## Import packages

In [None]:
import requests
from bs4 import BeautifulSoup
import re
import pandas as pd

## Function definitions

In [None]:
def replace_by_dict(map, text):
    """
    Replace occurrences of keys in the text with their corresponding values from a dictionary.

    This function iterates through each key-value pair in the provided dictionary and 
    replaces all occurrences of the key in the given text with the corresponding value.

    Parameters:
        map (dict): A dictionary where keys are the substrings to be replaced and values are the substrings to replace with.
        text (str): The text in which to perform the replacements.

    Returns:
        str: The modified text with all specified replacements made.
    """
    for key, value in map.items():
        text = text.replace(key, value)
    return text

In [None]:
def get_blog_text(url):
    """
    Retrieve the main text content from a blog post.

    This function sends a GET request to the specified URL, parses the HTML content using
    BeautifulSoup, and extracts the text from all paragraph elements (<p>) that do not
    have any specific class attribute. The extracted text is then concatenated into a
    single string with each paragraph separated by a newline character.

    Parameters:
        url (str): The URL of the blog post to retrieve the text from.

    Returns:
        str: The concatenated text content of the blog post.
    """
    
    req1 = requests.get(url)
    bs1 = BeautifulSoup(req1.content)
    pars = bs1.find_all('p', class_ = '')
    pars_t = [i.text for i in pars]
    full_text = '\n'.join(pars_t)
    return full_text

In [None]:
def get_date_and_tags(text):
    """
    Extract the date and tags from a given text string.

    This function processes a text string to extract the date and tags. The text is expected
    to contain a date followed by a note count, and then tags prefixed by '#'. The date is
    converted to a `datetime.date` object, and the tags are extracted as a list of strings.

    Parameters:
        text (str): The input text string containing the date, note count, and tags.

    Returns:
        tuple: A tuple containing:
            - date (datetime.date): The extracted date.
            - tags (list of str): A list of extracted tags.
    """
    date, tags = re.sub('[1]{1} note|\d notes', '|', text).split('|')
    date = pd.to_datetime(date).date()
    tags = tags.split('#')
    tags = [i for i in tags if len(i)>0]
    return date, tags
    

In [None]:
def get_images(url, letter_dict):
    """

══════

**Exercise**
In the notebook code above, which HTML elements does the get_blog_text function extract text from?

══════

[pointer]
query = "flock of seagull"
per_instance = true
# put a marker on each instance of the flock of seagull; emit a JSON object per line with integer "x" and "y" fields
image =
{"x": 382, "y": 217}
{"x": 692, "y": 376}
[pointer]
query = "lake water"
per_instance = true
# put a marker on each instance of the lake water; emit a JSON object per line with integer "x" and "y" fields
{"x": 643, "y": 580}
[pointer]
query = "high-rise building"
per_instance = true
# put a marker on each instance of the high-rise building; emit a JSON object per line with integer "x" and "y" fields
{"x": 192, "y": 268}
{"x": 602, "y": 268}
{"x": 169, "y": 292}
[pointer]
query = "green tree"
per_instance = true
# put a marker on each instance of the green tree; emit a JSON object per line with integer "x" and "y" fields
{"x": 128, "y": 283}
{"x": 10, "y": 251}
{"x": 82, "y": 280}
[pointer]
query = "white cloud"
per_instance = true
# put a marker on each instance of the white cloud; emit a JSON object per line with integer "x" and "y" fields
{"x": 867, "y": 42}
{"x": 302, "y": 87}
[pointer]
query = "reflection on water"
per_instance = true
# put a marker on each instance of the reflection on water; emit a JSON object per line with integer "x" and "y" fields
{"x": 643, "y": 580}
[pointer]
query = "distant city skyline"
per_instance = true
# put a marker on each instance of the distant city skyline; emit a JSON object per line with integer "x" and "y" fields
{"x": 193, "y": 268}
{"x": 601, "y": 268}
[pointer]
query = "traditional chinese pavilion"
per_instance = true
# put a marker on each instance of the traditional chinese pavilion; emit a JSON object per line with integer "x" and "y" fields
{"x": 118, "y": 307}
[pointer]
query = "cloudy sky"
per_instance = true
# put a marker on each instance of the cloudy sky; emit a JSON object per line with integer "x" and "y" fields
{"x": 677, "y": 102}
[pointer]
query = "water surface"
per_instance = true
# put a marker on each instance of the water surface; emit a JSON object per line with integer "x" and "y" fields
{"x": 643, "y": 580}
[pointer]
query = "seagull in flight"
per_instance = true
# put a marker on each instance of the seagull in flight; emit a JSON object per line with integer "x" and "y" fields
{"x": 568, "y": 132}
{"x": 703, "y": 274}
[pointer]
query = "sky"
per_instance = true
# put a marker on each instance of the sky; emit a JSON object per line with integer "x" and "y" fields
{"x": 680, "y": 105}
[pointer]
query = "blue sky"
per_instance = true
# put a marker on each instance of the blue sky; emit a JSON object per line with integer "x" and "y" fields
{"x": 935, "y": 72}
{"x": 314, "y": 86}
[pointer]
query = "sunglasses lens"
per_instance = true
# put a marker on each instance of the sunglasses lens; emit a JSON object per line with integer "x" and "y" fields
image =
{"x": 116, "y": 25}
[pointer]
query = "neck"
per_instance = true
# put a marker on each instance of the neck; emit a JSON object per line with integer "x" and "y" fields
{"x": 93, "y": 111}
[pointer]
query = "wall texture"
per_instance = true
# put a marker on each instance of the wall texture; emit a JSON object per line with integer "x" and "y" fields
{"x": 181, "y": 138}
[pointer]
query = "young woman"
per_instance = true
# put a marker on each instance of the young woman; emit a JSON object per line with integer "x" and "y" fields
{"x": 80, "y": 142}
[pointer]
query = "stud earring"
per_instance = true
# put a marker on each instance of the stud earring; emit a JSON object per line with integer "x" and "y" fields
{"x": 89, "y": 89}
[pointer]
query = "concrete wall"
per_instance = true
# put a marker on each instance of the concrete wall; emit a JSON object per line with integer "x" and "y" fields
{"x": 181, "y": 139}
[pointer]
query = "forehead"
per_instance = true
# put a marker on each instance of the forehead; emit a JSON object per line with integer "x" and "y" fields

══════

**The result**
Paragraph elements (<p>) that do not have any specific class attribute.